(Location identification items)
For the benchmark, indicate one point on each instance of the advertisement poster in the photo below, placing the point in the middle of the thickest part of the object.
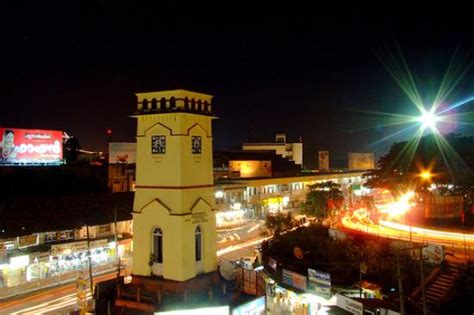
(254, 307)
(324, 161)
(294, 279)
(245, 169)
(361, 161)
(122, 152)
(30, 146)
(349, 305)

• WRITTEN REQUEST
Write out all the rows above again, requests included, and scale every point coordinate in the answers by 1.35, rounding to whole numbers with halves rounded up. Leave any numbers in the requests unchanged, and leave the pictures out.

• TASK SOLUTION
For the benchmark, indicate one point on each instance of the advertisement poster in the photo below, placing the point in the middle of the thickest part of the object.
(343, 414)
(437, 217)
(397, 377)
(331, 228)
(487, 217)
(165, 205)
(41, 197)
(471, 412)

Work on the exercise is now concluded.